## [Extract provided]
-*-
Findings based on decades-long study in Australia
MONDAY, Oct. 28, 2019 (HealthDay News) — A skin cancer prevention program — “SunSmart” — can create lasting changes in sun protection behavior and contribute to the decline in melanoma rates, according to a study published online Oct. 8 in PLOS Medicine.
Tamara Tabbakh, from the Cancer Council Victoria in Melbourne, Australia, and colleagues conducted a survey in Melbourne in the summer before the SunSmart cancer prevention program began (1987 to 1988) and across summers in three subsequent decades (1988 to 2017). Additionally, residents (aged 14 to 69 years) were recruited to weekly telephone interviews during summer months to assess tanning attitudes, sun protection behavior, and sunburn incidence on the weekend prior to the interview.
Based on 13,285 respondents, the researchers found that use of sun protection increased rapidly in the decade after SunSmart commenced. Compared with before the implementation of SunSmart, the odds of use of at least one sun protection behavior on summer weekends was three times higher in the 1990s (adjusted odds ratio, 3.04). For maximal sun protection, including shade, there was a smaller increase (adjusted odds ratio, 1.68). Improvements were sustained into the 2000s and further increased in the 2010s.
“With an estimated 20-year lag between sun exposure and melanoma incidence, our findings are consistent with SunSmart having contributed to the reduction in melanoma among younger cohorts,” the authors write.
-*-
## [Supplied data]

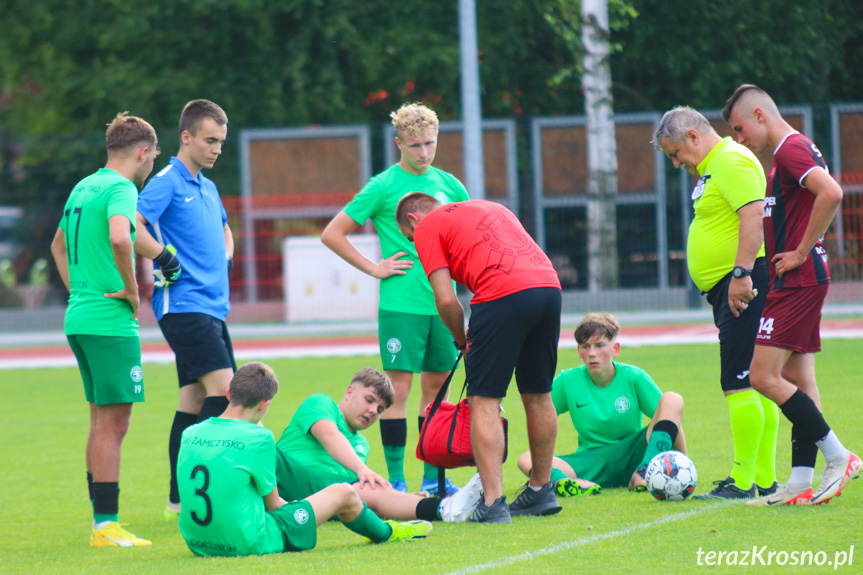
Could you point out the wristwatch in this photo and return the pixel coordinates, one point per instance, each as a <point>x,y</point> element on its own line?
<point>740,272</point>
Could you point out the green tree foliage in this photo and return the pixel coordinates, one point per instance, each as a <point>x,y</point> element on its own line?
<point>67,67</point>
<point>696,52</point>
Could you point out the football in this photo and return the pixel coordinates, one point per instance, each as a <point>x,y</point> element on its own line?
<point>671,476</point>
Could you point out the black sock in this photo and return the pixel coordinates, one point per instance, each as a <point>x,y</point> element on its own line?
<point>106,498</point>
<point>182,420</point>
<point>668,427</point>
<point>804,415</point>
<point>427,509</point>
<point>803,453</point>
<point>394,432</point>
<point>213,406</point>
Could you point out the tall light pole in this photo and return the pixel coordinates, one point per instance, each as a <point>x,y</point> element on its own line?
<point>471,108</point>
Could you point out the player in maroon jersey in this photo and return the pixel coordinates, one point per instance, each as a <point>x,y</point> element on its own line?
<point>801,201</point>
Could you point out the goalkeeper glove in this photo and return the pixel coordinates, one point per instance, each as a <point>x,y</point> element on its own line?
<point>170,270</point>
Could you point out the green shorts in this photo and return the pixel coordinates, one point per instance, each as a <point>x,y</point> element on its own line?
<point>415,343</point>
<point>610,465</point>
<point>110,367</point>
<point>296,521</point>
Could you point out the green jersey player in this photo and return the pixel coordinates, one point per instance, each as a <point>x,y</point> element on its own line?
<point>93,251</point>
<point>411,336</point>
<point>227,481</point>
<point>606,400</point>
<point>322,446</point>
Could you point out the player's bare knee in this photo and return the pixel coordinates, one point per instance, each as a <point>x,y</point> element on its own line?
-*-
## [Work task]
Revise the SunSmart study report from "Tamara Tabbakh, from" down to "to the interview.", replacing "weekly" with "monthly". The records have no connection to the text about the SunSmart study.

## [Reply to the exercise]
Tamara Tabbakh, from the Cancer Council Victoria in Melbourne, Australia, and colleagues conducted a survey in Melbourne in the summer before the SunSmart cancer prevention program began (1987 to 1988) and across summers in three subsequent decades (1988 to 2017). Additionally, residents (aged 14 to 69 years) were recruited to monthly telephone interviews during summer months to assess tanning attitudes, sun protection behavior, and sunburn incidence on the weekend prior to the interview.